▸ Work item
Reproduce the records below in full and word for word, excluding pictures.

▸ Data section
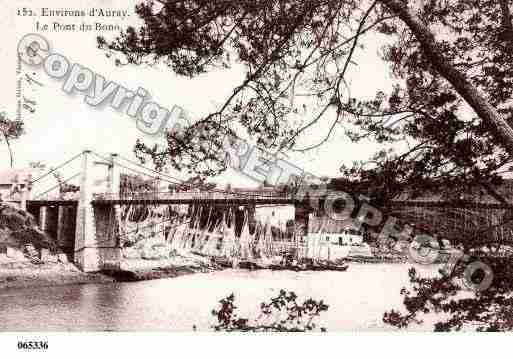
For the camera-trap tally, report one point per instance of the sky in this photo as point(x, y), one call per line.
point(64, 125)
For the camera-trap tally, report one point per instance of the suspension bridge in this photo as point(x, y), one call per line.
point(90, 212)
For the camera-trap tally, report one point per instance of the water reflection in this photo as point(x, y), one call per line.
point(357, 300)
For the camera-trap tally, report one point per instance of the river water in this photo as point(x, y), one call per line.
point(357, 300)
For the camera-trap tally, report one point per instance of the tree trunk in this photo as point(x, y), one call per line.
point(466, 90)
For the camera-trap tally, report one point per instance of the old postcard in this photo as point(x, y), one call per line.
point(255, 166)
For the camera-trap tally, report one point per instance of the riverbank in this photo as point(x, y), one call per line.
point(18, 275)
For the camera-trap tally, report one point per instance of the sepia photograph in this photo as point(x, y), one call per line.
point(254, 166)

▸ Exercise result
For the camera-trap tally, report one point per instance of the sky in this photo as point(x, y), one call per line.
point(64, 125)
For the camera-trap tally, report one point per instance of the suspension bridge in this photo as point(x, y), one call per line.
point(90, 212)
For the camera-trap tally, report one point per instance of the water reflection in this photo as point(x, y), one call per line.
point(357, 300)
For the camera-trap tally, report one point per instance of the river water in this photo as point(x, y), one call per line.
point(357, 300)
For the camera-trap tally, report one point per instance of the tree trunk in this photo as point(x, y), one call per line.
point(466, 90)
For the camera-trap tally, report one point per instance of the old postcard in this photo as point(x, y), one call per line.
point(255, 166)
For the camera-trap tally, report one point per instance of the riverbank in this photo as point(x, y), one call per line.
point(18, 275)
For the camera-trap tally, report one point per instance of the sepia photograph in this photo as point(x, y), one call per line.
point(254, 166)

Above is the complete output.